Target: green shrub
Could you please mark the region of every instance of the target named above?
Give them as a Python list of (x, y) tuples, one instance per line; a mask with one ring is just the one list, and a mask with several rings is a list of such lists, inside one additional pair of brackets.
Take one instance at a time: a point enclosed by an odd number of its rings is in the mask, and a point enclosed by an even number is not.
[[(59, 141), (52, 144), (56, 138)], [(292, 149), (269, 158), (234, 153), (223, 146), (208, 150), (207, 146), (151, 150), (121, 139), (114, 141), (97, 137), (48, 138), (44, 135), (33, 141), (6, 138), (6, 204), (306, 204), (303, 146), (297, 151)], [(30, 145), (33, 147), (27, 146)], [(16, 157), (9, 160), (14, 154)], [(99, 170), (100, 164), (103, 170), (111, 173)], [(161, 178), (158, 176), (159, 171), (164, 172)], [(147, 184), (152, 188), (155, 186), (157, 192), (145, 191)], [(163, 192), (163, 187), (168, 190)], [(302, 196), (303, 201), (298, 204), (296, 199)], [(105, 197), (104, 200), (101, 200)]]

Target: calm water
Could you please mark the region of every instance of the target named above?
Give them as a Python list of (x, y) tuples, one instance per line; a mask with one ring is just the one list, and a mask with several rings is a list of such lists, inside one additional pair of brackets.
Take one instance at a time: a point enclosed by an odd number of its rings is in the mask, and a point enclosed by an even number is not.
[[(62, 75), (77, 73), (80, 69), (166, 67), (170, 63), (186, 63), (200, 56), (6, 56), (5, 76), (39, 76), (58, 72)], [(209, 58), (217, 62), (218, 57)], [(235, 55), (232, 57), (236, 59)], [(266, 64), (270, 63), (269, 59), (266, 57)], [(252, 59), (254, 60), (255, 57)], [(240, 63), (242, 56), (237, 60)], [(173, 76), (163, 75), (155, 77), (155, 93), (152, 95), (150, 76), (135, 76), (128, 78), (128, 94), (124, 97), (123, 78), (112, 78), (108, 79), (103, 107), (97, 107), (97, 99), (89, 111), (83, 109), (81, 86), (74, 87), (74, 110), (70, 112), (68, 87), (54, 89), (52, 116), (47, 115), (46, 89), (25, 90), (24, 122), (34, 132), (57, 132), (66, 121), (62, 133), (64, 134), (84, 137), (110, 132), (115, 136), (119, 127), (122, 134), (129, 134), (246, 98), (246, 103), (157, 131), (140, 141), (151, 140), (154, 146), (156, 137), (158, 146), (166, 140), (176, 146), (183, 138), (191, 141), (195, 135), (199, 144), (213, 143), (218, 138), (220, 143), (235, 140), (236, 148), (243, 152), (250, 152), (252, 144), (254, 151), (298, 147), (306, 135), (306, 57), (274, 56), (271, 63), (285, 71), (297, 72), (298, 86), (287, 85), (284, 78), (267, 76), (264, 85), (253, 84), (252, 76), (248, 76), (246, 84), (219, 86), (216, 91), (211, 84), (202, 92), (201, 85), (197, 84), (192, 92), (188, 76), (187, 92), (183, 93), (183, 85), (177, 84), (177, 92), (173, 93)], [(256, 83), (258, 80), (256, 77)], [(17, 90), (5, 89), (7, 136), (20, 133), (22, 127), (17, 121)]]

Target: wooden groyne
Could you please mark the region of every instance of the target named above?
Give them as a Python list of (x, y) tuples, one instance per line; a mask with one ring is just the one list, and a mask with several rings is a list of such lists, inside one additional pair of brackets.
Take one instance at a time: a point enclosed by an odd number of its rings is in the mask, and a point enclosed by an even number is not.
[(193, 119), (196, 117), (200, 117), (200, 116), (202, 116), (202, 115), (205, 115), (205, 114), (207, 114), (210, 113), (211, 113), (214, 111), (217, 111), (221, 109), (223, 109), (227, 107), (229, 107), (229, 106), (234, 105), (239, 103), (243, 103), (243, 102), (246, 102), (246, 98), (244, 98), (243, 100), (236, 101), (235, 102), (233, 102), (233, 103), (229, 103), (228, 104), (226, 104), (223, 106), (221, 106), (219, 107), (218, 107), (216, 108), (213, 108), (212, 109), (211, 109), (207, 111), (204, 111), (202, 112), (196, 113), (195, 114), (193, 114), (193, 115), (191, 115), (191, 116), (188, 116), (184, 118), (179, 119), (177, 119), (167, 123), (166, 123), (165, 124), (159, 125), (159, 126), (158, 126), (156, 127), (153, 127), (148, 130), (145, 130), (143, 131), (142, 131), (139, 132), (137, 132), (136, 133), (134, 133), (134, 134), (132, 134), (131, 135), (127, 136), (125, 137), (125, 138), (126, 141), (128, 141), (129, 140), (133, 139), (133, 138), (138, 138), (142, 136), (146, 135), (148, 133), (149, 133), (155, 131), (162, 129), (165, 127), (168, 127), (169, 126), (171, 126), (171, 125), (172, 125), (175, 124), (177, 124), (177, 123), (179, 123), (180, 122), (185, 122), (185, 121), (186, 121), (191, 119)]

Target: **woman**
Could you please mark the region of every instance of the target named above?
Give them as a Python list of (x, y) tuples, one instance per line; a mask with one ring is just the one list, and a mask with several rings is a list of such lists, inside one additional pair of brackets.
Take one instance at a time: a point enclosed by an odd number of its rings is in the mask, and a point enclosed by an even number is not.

• • • •

» The exercise
Rewrite the stretch of the data from "Target: calm water" through "127), (17, 121)]]", replacing "calm water" with "still water" and keeping everything else the same.

» Output below
Target: still water
Could you please mark the region of every instance of the target named above?
Give them as a Python list of (x, y) tuples, one instance per line; a mask with one ring is just the one list, and a mask with several rings is a list of such lists, inside one additional pair of brackets.
Take one instance at a time: a point enclosed by an odd number of its rings is in the mask, and a point enclosed by an even number is not.
[[(62, 75), (77, 73), (80, 69), (166, 67), (170, 63), (186, 63), (200, 56), (6, 56), (5, 76), (39, 76), (58, 72)], [(209, 58), (217, 62), (218, 57)], [(235, 55), (232, 57), (236, 59)], [(266, 64), (270, 63), (269, 59), (266, 57)], [(252, 59), (254, 60), (255, 57)], [(240, 63), (242, 56), (237, 60)], [(173, 76), (163, 75), (155, 77), (155, 93), (152, 95), (150, 76), (135, 76), (128, 78), (128, 94), (124, 97), (123, 78), (112, 78), (108, 79), (103, 107), (97, 107), (97, 99), (89, 111), (83, 109), (81, 86), (74, 87), (74, 110), (70, 112), (68, 87), (54, 89), (52, 116), (47, 115), (46, 89), (25, 90), (24, 122), (34, 132), (57, 132), (66, 121), (62, 133), (64, 134), (84, 137), (110, 132), (115, 136), (119, 127), (122, 134), (129, 134), (246, 98), (246, 103), (157, 131), (140, 141), (151, 140), (154, 146), (156, 137), (158, 146), (166, 140), (176, 146), (183, 138), (191, 141), (195, 135), (199, 144), (213, 143), (218, 138), (220, 143), (235, 140), (236, 148), (243, 152), (250, 152), (252, 144), (254, 151), (298, 147), (306, 135), (306, 57), (274, 56), (271, 63), (285, 71), (297, 72), (298, 86), (287, 85), (284, 78), (267, 76), (264, 85), (253, 84), (252, 76), (248, 76), (246, 84), (219, 86), (216, 91), (211, 84), (202, 92), (201, 85), (197, 84), (192, 92), (188, 76), (187, 92), (183, 93), (183, 85), (177, 84), (177, 92), (173, 93)], [(256, 83), (258, 80), (256, 77)], [(17, 90), (5, 89), (7, 136), (20, 133), (22, 127), (17, 121)]]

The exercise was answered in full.